REQUIRED TASK:
Render every line of the records below as a numbered list, omitting any blank lines.

EXERCISE INPUTS:
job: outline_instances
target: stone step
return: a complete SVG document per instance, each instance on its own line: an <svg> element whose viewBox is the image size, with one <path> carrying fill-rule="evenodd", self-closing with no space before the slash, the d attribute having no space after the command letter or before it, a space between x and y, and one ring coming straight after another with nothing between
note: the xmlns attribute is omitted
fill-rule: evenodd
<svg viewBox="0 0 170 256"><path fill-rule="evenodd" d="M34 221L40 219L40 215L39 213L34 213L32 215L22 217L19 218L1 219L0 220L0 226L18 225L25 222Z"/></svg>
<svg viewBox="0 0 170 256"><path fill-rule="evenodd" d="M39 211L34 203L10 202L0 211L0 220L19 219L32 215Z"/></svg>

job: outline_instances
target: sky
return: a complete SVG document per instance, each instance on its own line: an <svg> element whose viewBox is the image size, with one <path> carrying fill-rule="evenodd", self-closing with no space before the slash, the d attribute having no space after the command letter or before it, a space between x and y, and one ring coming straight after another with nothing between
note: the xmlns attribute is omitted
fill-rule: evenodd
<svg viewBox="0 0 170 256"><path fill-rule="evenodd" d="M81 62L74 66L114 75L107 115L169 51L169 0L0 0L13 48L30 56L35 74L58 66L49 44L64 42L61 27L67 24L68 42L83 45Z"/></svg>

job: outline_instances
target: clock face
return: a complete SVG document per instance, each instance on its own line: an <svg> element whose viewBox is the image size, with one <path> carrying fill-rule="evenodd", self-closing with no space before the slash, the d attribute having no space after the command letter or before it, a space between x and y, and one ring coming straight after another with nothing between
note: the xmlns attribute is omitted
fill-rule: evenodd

EXPECTED ANSWER:
1. job: outline_instances
2. target: stone step
3. return: a complete SVG document per instance, each instance on its own line: an <svg> element whose viewBox is the image size, with one <path> carrying fill-rule="evenodd", self-closing with no space before the slash, the d attribute having no space after the command letter or before it, a space between x and y, and one ring coming straight after another with nothing between
4. note: the xmlns attribute is omitted
5. fill-rule: evenodd
6. <svg viewBox="0 0 170 256"><path fill-rule="evenodd" d="M34 221L40 219L40 215L39 213L34 213L32 215L22 217L19 218L1 219L0 220L0 226L18 225L25 222Z"/></svg>
7. <svg viewBox="0 0 170 256"><path fill-rule="evenodd" d="M39 211L34 203L10 202L0 211L0 220L19 219L32 215Z"/></svg>
8. job: outline_instances
9. target: sky
10. return: a complete SVG document per instance, each instance on its own line: an <svg> element whose viewBox is the image size, with one <path> carrying fill-rule="evenodd", self-closing with no space before the slash, the d attribute having no space after the command letter or before it, a space between x and y, and one ring coming straight after another with nothing between
11. note: the xmlns attribute is omitted
12. fill-rule: evenodd
13. <svg viewBox="0 0 170 256"><path fill-rule="evenodd" d="M81 62L74 66L114 75L107 115L169 51L169 0L0 0L13 48L30 56L35 74L58 66L49 44L64 42L61 27L67 24L68 42L83 45Z"/></svg>
14. job: outline_instances
15. target: clock face
16. return: a complete SVG document per instance, each instance on its own line: an <svg> element whose viewBox is the image size, with one <path> carrying fill-rule="evenodd", self-closing with no space before the slash, the d attribute having no space after the command letter or before it, a space between x and y, and one ring coming straight after another with nothing between
17. note: the xmlns attribute is omitted
18. fill-rule: evenodd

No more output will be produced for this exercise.